**Page text:**
Show that $f \in L^{1}(\mu)$ iff $\sum_{n=1}^{\infty}n \mu(B_n) < \infty$ iff $\sum_{n=1}^{\infty}{\mu (A_n)} < \infty$ Let $(X, \mathcal{M}, \mu )$ be a space of finite measure and $f \colon X \rightarrow \mathbb{C}$. For each $n \in \mathbb{N}$, let $A_n = \{ x \in X \colon |f(x)|>n \}$ and $B_n = \{ x \in X \colon n \leq |f(x)|< n+1\}$. Show that the following statements are equivalent:
(a) $f \in L^{1}(\mu)$ 
(b)  $\sum_{n=1}^{\infty}n \mu(B_n) < \infty$
(c) $\sum_{n=1}^{\infty}{\mu (A_n)} < \infty$
Definition: We define $L^1(\mu)$ as the collection of all measurable complex functions $f$ in $X$ for which $\int_{X}{|f|}d \mu < \infty$. The elements of $L^1 (\mu)$ are called Lebesgue integrable functions (with respect to $\mu$) or summable functions.
Definition 2: If $f = u + iv$, where $u$ and $v$ are real functions measurable in $X$, and if $f \in L^1(\mu)$, we define $\int_{E}{f} d\mu = \int_{E}{u^{+}} d\mu - \int_{E}{u^{-}}  d\mu + i\int_{E}{v^{+}} d\mu - i\int_{E}{v^{-}} d\mu $ for each measurable set $E$.
Here $u^{+}$ and $u^{-}$ are the positive and negative parts of $u$; $v^{+}$ and $v^{-}$ are obtained analogously from $v$. These four functions are measurable, real, and non-negative.
I wanna do a test for this exercise, but I really don't have a good idea to do it. To show that (a) implies (c), for example, I have thought about defining the function, $f$ let's say: $f(x) = \sum_{n=1}^{\infty}{\chi_{A_n}}(x)$, where $\chi_{A_n}$ is the characteristic function of $A_n$. Then use the following theorem: If $f_n \colon X \rightarrow [0, \infty]$ is measurable, for $n = 1, 2, 3,. . . ,$ and $f(x) = \sum_{n=1}^{\infty}{f_{n}(x)}$ for all $x \in X$, then $\int_{X}{f}d\mu = \sum_{n=1}^{\infty}{\int_{X}{f_{n}d\mu}}$.

**Required work:** List each statement that the measure theory exercise asks to prove equivalent, with its letter label.

**Information supplied:**
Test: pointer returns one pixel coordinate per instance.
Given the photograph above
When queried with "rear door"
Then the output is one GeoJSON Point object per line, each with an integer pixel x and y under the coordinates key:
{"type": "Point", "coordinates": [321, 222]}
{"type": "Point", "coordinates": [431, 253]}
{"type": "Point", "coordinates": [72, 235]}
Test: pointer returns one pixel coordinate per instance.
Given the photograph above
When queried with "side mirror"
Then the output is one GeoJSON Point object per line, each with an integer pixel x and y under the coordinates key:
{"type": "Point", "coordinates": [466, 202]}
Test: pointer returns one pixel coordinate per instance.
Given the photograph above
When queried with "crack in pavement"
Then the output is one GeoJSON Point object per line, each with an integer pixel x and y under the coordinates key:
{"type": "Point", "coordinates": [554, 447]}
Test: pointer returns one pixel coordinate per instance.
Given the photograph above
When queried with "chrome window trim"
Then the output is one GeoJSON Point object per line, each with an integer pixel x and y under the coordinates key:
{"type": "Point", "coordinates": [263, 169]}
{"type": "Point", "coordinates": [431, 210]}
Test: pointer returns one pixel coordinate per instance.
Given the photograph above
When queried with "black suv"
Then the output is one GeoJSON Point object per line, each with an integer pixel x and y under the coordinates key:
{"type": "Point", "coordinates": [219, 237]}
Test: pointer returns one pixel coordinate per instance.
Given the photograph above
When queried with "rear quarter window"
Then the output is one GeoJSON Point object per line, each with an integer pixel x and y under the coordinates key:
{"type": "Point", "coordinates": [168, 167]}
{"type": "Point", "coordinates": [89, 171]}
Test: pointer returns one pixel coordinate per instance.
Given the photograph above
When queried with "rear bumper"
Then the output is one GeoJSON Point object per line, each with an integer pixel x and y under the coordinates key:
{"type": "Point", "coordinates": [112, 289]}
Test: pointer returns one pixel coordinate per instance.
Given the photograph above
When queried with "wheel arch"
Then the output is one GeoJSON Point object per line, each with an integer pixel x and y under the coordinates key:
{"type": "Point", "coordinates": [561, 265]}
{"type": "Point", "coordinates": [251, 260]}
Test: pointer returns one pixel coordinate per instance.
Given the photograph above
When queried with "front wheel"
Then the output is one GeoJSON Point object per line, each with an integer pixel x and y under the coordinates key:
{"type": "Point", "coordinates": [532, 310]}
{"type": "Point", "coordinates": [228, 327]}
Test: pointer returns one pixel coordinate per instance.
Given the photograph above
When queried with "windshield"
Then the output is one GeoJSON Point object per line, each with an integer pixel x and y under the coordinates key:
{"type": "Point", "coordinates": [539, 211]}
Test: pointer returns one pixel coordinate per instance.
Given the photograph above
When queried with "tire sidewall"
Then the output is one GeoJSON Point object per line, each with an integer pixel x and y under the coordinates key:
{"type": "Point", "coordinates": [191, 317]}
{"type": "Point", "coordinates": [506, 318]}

**Complete answer:**
(a) $f \in L^{1}(\mu)$
(b) $\sum_{n=1}^{\infty}n \mu(B_n) < \infty$
(c) $\sum_{n=1}^{\infty}{\mu (A_n)} < \infty$